#### [REQUIREMENT 1]
Transcribe the part of the MVP Advisors text starting with "Through our interest" and going on through "and note receivable.".

#### [TEXT EXCERPT]

--- Begin ---

When economic conditions permit, we may seek to expand our capital resources through borrowings from institutional lenders or through securitization of our loan portfolio or similar arrangements.  No assurance can be given that, if we should seek to borrow additional funds or to securitize our assets, we would be able to do so on commercially attractive terms.  Our ability to expand our capital resources in this manner is subject to many factors, some of which are beyond our control, including the state of the economy, the state of the capital markets and the perceived quality of our loan and real estate portfolios.

During April 2012, we contributed $1,000 for a 40% interest in MVP Advisors. Mr. Shustek, through a wholly owned company named MVP Capital Partners, LLC (“MVP CP”) contributed $1,500 for a 60% interest in MVP Advisors. In December 2013, we and MVP CP entered into a membership interest transfer agreement (the “Transfer Agreement”), dated as of December 19, 2013, pursuant to which we acquired from MVP CP an additional 20% of the membership interests (the “Acquired Interests”) of MVP Advisor. The Company and VRM I now own 60% and 40%, respectively, of the aggregate membership interests of MVP Advisors.

Pursuant to the Transfer Agreement, we did not pay any up-front consideration for the Acquired Interests, but will be responsible for our proportionate share of future expenses of MVP Advisor. In recognition of MVP CP’s substantial investment in MVP Advisor for which MVP CP received no up-front consideration, the Transfer Agreement and the amended operating agreement of MVP Advisor further provide that once we and VRM I have been repaid in full for any capital contributions to MVP Advisor or for any expenses advanced on MVP Advisor’s behalf (“Capital Investment”), and once we and VRM I have received an annualized return on our Capital Investment of 7.5%, then MVP CP will receive one-third of the net profits of MVP Advisor.

Through our interest in MVP Advisor, we have directed, and may continue to direct, a portion of our cash towards development of the business of MVP REIT. As of June 30, 2013, we and MVP CP had loaned approximately $3.6 million and approximately $1.2 million, respectively, to MVP Advisors related to MVP REIT, Inc.  On June 30, 2013, MVP CP decided to forgive the full amount of its $1.2 million loan.  We have not forgiven the balance due from MVP Advisors. However the decision by MVP Advisors to forgive the full amount of its loans created uncertainty as to when we will be repaid the amounts loaned to MVP Advisors. Based on this uncertainty, we determined to treat as fully impaired the balance of this investment and note receivable.


During the six months ended June 30, 2014, we provided additional advances to MVP Advisor of $1.0 million.  As of December 31, 2015 and 2014, we had notes receivable from MVP Advisor of approximately $12.9 million and $7.7 million, respectively, which amount has been fully allowed for. To further support development of the business of MVP REIT, MVP Advisors also has agreed to waive certain fees and expense reimbursements it otherwise would have been entitled to receive under the terms of its advisory agreement with MVP REIT. MVP Advisors ability to repay the loans and the return on our investment in MVP Advisors will likely depend upon the success of MVP REIT’s public offering and its ability to successfully deploy the offering proceeds. While we expect any such investments to ultimately generate a return through management fees payable by MVP REIT to MVP Advisors, such fees may not be significant in the near term as MVP REIT only recently completed its initial public offering in September 2015, and over the next 12 months, there may be a diminution of our liquid assets.  If MVP REIT is unable to deploy the offering proceeds and operate its business successfully, then our return on our investment in MVP Advisors and the ability of MVP Advisors to repay our loans could be adversely impacted.

--- End ---

#### [REQUIREMENT 2]
Show each line of the records that contains the string "dirt".

#### [MATERIAL PROVIDED]
--- Begin ---

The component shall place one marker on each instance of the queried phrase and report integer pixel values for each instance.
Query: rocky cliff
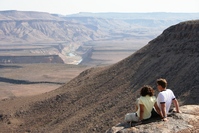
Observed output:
(98, 98)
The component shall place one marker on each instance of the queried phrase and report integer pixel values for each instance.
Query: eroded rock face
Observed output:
(187, 121)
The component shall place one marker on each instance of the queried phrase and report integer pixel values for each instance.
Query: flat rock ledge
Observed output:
(185, 122)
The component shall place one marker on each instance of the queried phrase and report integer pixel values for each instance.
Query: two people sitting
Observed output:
(147, 103)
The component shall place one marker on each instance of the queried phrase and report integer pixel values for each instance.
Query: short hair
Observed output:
(162, 82)
(147, 90)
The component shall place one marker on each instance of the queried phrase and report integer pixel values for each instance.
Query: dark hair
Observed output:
(162, 82)
(147, 90)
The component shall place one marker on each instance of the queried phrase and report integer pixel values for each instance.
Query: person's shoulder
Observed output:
(169, 90)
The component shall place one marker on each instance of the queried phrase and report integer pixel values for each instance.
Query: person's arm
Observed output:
(141, 111)
(163, 109)
(158, 109)
(176, 104)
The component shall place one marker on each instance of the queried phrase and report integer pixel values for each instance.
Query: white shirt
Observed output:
(165, 96)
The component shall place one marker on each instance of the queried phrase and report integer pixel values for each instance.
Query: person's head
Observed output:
(147, 90)
(161, 83)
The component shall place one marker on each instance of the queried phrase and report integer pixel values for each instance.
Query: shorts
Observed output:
(131, 117)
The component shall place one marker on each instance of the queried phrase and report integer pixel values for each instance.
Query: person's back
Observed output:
(148, 102)
(165, 98)
(144, 105)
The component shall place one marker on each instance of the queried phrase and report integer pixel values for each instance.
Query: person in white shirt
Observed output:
(165, 99)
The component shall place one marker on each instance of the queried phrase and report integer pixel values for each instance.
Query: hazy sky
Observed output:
(65, 7)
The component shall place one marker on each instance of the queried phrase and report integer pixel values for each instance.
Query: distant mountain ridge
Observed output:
(99, 97)
(41, 27)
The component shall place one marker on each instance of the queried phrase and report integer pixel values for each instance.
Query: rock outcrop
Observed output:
(185, 122)
(99, 97)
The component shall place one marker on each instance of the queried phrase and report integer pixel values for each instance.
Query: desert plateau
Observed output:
(82, 73)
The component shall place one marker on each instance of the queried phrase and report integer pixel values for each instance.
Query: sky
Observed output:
(66, 7)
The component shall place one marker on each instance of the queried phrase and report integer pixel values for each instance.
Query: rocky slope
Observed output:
(99, 97)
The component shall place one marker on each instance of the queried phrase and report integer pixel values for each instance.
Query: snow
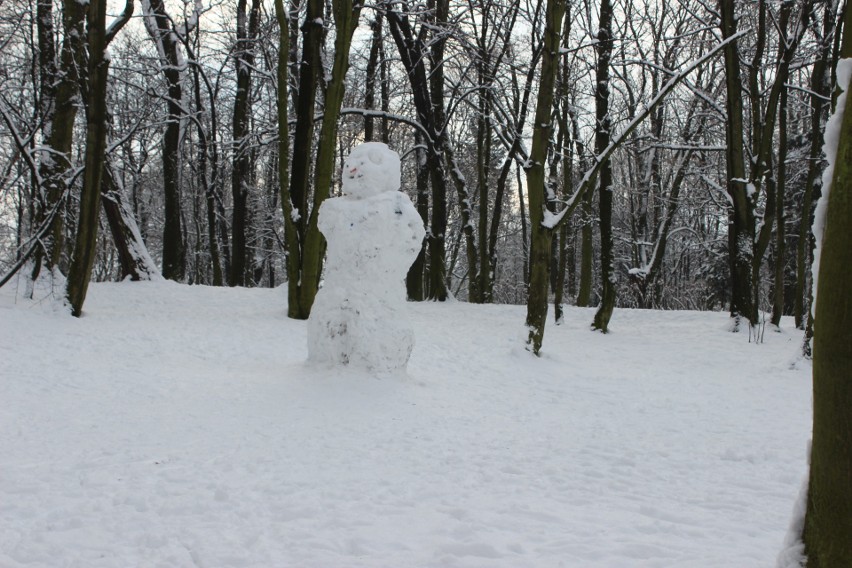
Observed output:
(178, 426)
(374, 233)
(831, 138)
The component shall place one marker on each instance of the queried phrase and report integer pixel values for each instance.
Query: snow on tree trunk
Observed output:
(374, 234)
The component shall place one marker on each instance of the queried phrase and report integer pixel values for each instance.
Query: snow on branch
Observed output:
(553, 220)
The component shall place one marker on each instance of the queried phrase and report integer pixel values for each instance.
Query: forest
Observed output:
(635, 154)
(601, 154)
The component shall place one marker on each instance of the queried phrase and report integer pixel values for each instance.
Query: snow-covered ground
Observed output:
(178, 426)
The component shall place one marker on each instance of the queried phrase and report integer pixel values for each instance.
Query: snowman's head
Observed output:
(372, 168)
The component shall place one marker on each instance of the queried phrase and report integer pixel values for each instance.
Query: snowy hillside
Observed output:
(177, 426)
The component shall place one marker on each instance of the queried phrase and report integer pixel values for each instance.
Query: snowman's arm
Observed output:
(410, 216)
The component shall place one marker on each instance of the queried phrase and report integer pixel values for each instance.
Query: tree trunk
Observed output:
(346, 14)
(828, 521)
(242, 163)
(780, 220)
(85, 244)
(819, 94)
(741, 214)
(133, 255)
(60, 101)
(541, 234)
(603, 136)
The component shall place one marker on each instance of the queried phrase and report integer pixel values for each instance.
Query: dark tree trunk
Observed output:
(60, 98)
(85, 244)
(828, 521)
(540, 242)
(603, 136)
(247, 26)
(741, 214)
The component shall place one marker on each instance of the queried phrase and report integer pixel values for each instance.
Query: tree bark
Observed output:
(828, 521)
(603, 136)
(85, 244)
(741, 220)
(542, 234)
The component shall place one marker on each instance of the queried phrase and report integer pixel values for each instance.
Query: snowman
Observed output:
(374, 234)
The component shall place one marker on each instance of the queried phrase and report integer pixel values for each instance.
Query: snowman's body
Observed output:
(374, 233)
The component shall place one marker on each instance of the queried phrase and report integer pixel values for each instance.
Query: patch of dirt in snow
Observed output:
(180, 426)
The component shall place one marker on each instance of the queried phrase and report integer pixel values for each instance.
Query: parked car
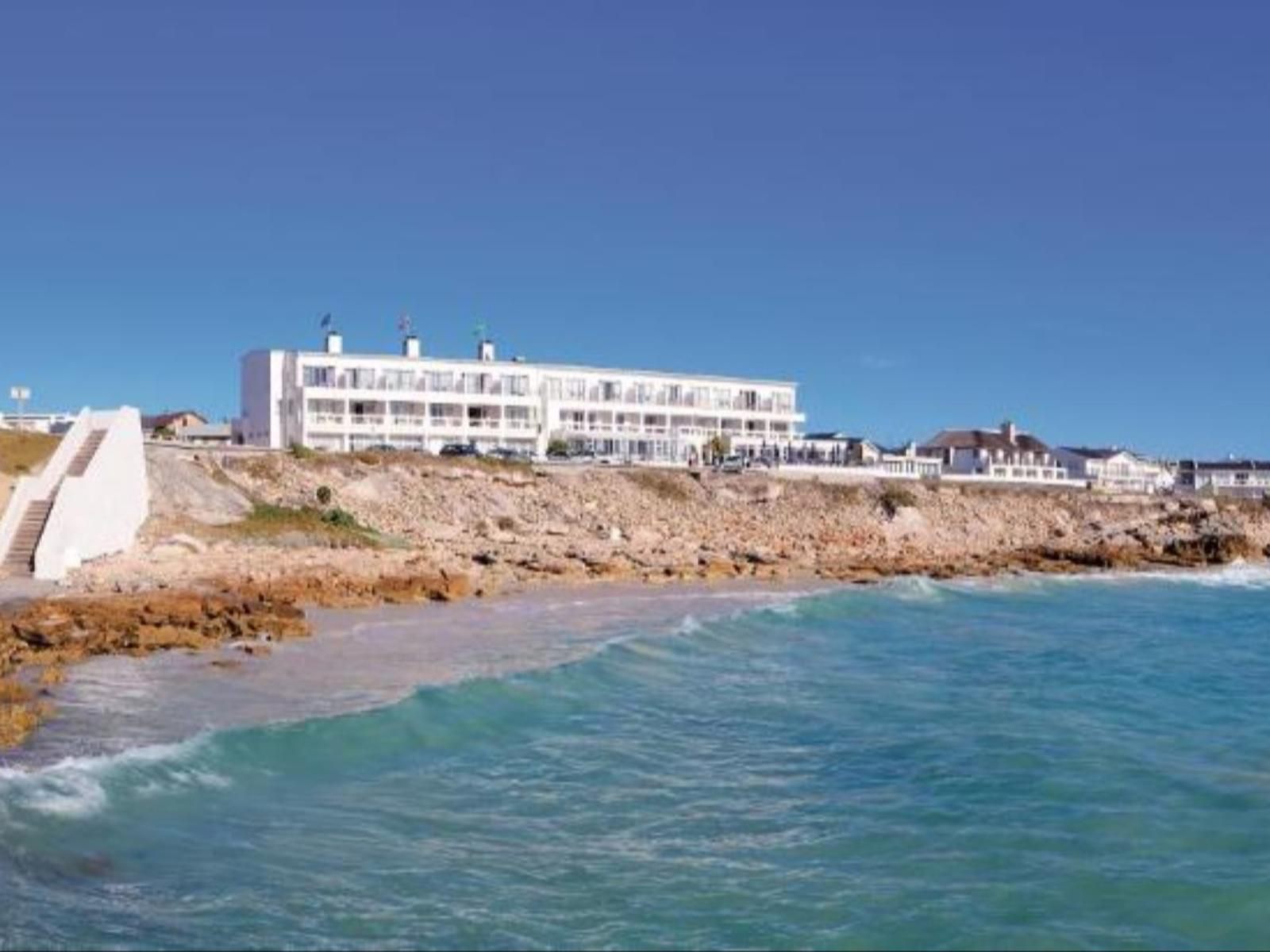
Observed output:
(510, 455)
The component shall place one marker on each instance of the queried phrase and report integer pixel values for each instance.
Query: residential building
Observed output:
(1005, 454)
(37, 423)
(1114, 470)
(207, 435)
(838, 448)
(1244, 478)
(171, 423)
(340, 401)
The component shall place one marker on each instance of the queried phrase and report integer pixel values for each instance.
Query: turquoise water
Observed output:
(1024, 765)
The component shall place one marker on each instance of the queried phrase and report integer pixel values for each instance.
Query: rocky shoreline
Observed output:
(237, 549)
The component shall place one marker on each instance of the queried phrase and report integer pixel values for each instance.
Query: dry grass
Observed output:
(23, 452)
(671, 486)
(334, 526)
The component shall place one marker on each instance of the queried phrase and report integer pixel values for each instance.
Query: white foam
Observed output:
(75, 786)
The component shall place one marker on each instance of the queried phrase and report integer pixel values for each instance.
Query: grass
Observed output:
(670, 486)
(895, 498)
(22, 452)
(336, 526)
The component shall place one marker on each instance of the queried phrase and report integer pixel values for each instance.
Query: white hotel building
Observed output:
(332, 400)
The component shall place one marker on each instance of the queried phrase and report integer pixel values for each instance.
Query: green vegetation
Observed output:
(334, 526)
(21, 452)
(895, 498)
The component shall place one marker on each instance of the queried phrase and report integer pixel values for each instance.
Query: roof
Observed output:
(1227, 465)
(521, 365)
(1096, 452)
(984, 440)
(207, 431)
(835, 437)
(167, 418)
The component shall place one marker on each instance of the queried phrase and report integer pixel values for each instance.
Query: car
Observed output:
(510, 455)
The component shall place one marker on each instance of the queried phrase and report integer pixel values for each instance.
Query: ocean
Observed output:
(1016, 763)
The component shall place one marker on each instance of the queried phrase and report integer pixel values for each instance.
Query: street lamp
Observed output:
(22, 395)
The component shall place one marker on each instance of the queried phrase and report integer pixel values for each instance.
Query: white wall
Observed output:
(102, 511)
(29, 489)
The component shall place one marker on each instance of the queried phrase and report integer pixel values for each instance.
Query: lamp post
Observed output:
(22, 395)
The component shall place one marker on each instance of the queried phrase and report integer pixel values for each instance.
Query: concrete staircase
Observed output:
(79, 465)
(21, 558)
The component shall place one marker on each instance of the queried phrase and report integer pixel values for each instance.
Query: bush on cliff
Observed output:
(895, 498)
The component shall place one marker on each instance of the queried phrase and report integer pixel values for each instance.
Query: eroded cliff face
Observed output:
(235, 550)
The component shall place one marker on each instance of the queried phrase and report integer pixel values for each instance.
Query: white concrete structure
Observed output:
(38, 423)
(338, 401)
(1003, 455)
(1248, 478)
(89, 501)
(1114, 470)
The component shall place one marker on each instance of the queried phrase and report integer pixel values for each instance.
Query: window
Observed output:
(319, 376)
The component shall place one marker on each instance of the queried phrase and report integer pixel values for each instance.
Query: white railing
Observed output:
(102, 511)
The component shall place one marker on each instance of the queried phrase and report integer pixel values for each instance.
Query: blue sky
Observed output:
(929, 213)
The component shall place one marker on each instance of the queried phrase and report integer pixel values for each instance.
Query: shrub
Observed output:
(895, 498)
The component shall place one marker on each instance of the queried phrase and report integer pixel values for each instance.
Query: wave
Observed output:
(79, 787)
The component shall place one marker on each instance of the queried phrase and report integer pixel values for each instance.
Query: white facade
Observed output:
(1115, 470)
(38, 423)
(1231, 476)
(338, 401)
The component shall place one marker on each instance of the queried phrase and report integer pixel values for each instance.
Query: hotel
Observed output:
(338, 401)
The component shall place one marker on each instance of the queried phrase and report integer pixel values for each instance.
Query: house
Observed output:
(171, 423)
(1005, 454)
(838, 448)
(341, 401)
(1236, 478)
(1114, 469)
(207, 435)
(910, 463)
(52, 423)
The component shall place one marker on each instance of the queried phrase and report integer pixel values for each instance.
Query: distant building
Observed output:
(340, 401)
(1114, 469)
(1005, 454)
(171, 423)
(840, 448)
(206, 435)
(38, 423)
(1236, 478)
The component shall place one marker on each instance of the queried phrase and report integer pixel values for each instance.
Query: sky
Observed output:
(927, 213)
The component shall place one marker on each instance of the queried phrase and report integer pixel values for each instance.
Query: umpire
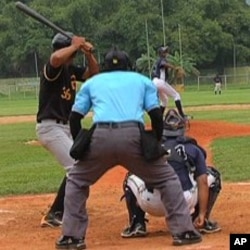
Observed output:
(119, 98)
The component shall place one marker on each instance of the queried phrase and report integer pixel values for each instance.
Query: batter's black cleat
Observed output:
(68, 242)
(137, 230)
(52, 220)
(210, 227)
(186, 238)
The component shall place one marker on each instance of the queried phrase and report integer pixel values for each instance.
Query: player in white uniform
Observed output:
(160, 79)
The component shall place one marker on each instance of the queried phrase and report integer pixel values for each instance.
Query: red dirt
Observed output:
(20, 216)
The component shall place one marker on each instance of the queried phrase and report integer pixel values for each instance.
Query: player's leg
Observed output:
(160, 85)
(214, 183)
(57, 140)
(137, 226)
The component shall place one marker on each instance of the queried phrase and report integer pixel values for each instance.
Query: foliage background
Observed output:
(214, 33)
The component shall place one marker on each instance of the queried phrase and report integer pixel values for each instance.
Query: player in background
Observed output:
(217, 84)
(160, 78)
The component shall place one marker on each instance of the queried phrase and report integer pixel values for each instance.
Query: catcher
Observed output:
(201, 184)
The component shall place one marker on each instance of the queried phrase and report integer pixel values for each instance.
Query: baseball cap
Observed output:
(163, 49)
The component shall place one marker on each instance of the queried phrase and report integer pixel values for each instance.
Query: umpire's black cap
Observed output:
(163, 49)
(116, 59)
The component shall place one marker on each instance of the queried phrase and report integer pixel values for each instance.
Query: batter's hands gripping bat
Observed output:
(32, 13)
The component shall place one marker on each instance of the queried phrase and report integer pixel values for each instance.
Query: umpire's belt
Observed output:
(58, 121)
(117, 124)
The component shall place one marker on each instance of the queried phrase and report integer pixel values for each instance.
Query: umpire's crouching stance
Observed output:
(119, 98)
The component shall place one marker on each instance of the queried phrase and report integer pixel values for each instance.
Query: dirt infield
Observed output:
(20, 216)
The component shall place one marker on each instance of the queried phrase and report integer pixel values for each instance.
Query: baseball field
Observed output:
(29, 177)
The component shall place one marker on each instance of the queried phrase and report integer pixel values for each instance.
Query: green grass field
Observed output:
(31, 169)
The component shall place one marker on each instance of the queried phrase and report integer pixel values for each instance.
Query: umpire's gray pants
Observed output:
(121, 146)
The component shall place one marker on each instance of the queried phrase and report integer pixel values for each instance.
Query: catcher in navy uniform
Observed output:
(56, 97)
(201, 184)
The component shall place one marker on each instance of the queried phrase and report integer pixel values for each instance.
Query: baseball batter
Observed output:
(56, 97)
(160, 77)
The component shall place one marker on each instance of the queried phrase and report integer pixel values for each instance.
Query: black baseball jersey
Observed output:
(57, 91)
(159, 69)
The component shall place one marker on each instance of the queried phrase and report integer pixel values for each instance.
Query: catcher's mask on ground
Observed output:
(60, 41)
(174, 124)
(116, 59)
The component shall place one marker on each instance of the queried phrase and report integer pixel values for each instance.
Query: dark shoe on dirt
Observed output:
(52, 220)
(186, 238)
(68, 242)
(210, 227)
(137, 230)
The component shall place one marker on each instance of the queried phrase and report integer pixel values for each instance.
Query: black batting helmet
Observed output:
(61, 41)
(174, 124)
(116, 59)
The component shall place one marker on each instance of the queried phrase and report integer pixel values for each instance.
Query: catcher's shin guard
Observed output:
(136, 214)
(214, 188)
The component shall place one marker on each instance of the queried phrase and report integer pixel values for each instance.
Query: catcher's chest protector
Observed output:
(178, 156)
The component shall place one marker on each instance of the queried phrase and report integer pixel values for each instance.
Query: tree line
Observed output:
(214, 34)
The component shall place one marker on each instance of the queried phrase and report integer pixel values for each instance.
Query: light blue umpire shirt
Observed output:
(117, 96)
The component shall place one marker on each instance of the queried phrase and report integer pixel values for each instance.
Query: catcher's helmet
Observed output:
(116, 59)
(60, 41)
(174, 124)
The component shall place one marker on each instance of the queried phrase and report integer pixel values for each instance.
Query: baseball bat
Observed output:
(32, 13)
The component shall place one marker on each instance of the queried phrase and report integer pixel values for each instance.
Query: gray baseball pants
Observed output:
(121, 146)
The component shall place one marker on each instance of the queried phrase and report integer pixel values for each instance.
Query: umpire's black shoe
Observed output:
(68, 242)
(189, 237)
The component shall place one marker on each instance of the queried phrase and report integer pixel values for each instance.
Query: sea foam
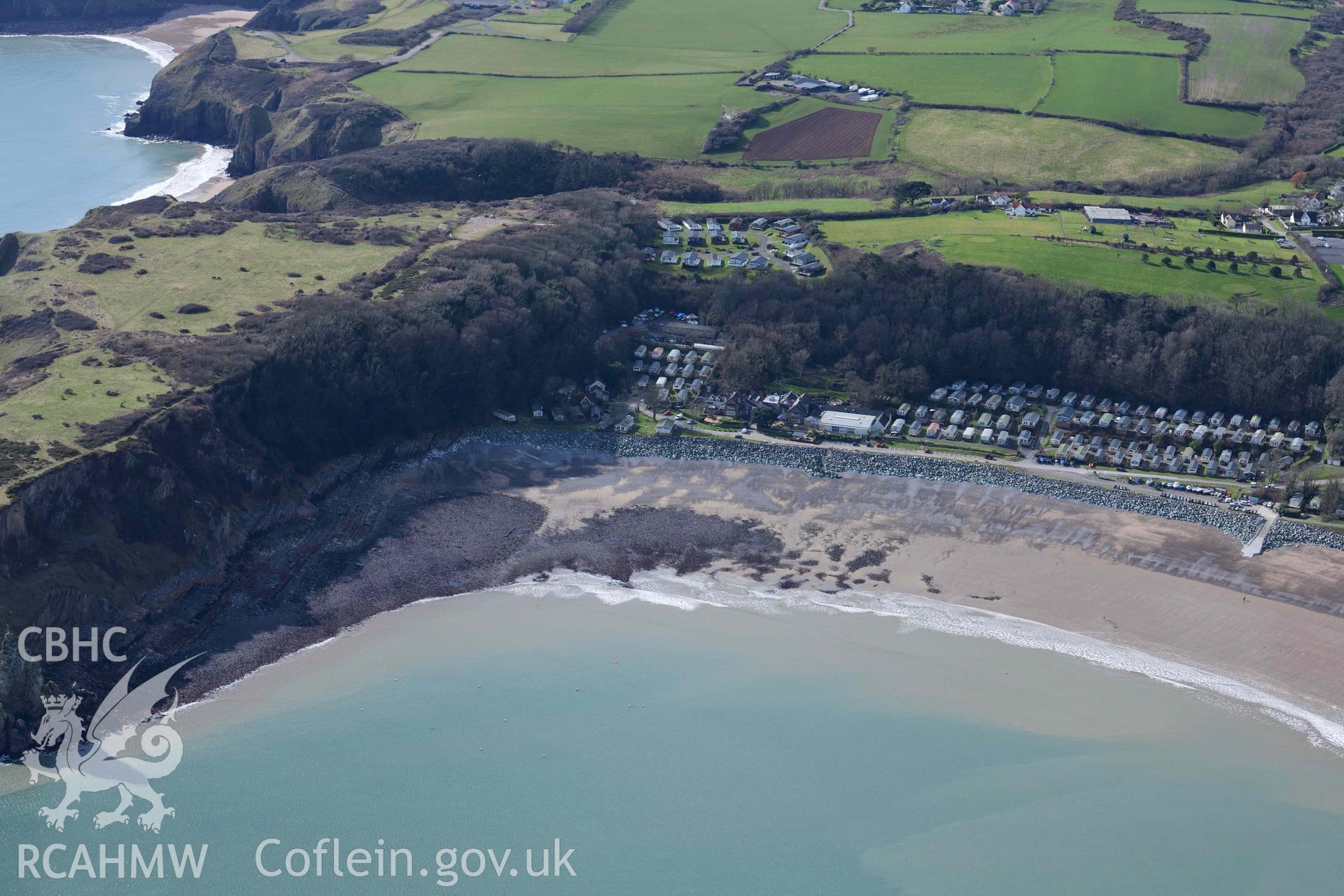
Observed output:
(689, 593)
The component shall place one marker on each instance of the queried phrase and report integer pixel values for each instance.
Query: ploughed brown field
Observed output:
(830, 133)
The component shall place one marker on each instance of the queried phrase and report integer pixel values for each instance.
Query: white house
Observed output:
(1107, 216)
(851, 424)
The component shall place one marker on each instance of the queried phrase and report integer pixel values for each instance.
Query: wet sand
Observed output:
(188, 26)
(1170, 589)
(207, 190)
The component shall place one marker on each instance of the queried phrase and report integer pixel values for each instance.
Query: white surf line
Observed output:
(187, 176)
(952, 618)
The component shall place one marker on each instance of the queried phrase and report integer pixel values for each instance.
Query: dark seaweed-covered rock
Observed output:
(8, 253)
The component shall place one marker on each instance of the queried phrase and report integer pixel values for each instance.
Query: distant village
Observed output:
(670, 386)
(737, 246)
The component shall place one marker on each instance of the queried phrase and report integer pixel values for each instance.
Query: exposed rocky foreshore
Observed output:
(820, 461)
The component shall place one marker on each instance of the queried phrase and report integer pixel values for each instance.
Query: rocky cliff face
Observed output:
(269, 115)
(191, 550)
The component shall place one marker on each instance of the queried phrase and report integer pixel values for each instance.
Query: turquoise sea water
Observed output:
(720, 751)
(59, 96)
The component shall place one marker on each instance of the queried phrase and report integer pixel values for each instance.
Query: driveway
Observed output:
(1332, 250)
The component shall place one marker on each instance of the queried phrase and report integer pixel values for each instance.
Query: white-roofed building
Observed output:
(853, 424)
(1108, 216)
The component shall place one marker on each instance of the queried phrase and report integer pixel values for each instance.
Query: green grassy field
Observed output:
(400, 14)
(1066, 24)
(1238, 199)
(1008, 83)
(991, 239)
(555, 15)
(530, 31)
(477, 55)
(1023, 149)
(1230, 7)
(1138, 90)
(663, 117)
(76, 393)
(1246, 61)
(776, 207)
(183, 269)
(251, 48)
(714, 24)
(780, 183)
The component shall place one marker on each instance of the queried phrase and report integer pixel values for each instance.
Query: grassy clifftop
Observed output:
(269, 115)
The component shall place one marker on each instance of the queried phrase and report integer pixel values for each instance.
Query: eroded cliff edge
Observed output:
(270, 115)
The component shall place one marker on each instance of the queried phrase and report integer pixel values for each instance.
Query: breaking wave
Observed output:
(689, 593)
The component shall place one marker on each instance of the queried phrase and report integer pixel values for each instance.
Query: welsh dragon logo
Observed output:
(94, 763)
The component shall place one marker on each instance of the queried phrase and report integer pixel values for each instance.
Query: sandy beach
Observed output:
(486, 516)
(207, 190)
(188, 26)
(182, 30)
(1170, 589)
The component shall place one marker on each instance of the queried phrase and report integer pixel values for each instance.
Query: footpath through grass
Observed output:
(1008, 83)
(1138, 90)
(1030, 149)
(1066, 24)
(993, 241)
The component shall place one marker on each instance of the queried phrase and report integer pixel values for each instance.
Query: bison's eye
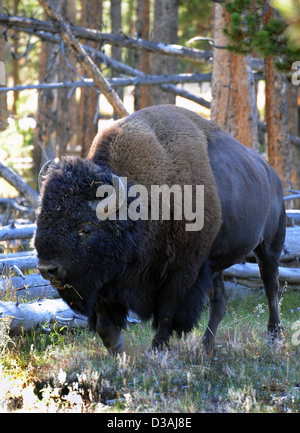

--- End ---

#### [CORRECT OUTPUT 1]
Through our interest in MVP Advisor, we have directed, and may continue to direct, a portion of our cash towards development of the business of MVP REIT. As of June 30, 2013, we and MVP CP had loaned approximately $3.6 million and approximately $1.2 million, respectively, to MVP Advisors related to MVP REIT, Inc.  On June 30, 2013, MVP CP decided to forgive the full amount of its $1.2 million loan.  We have not forgiven the balance due from MVP Advisors. However the decision by MVP Advisors to forgive the full amount of its loans created uncertainty as to when we will be repaid the amounts loaned to MVP Advisors. Based on this uncertainty, we determined to treat as fully impaired the balance of this investment and note receivable.

#### [CORRECT OUTPUT 2]
Query: patch of dirt in snow
Query: red dirt
Query: dirt infield
Query: dark shoe on dirt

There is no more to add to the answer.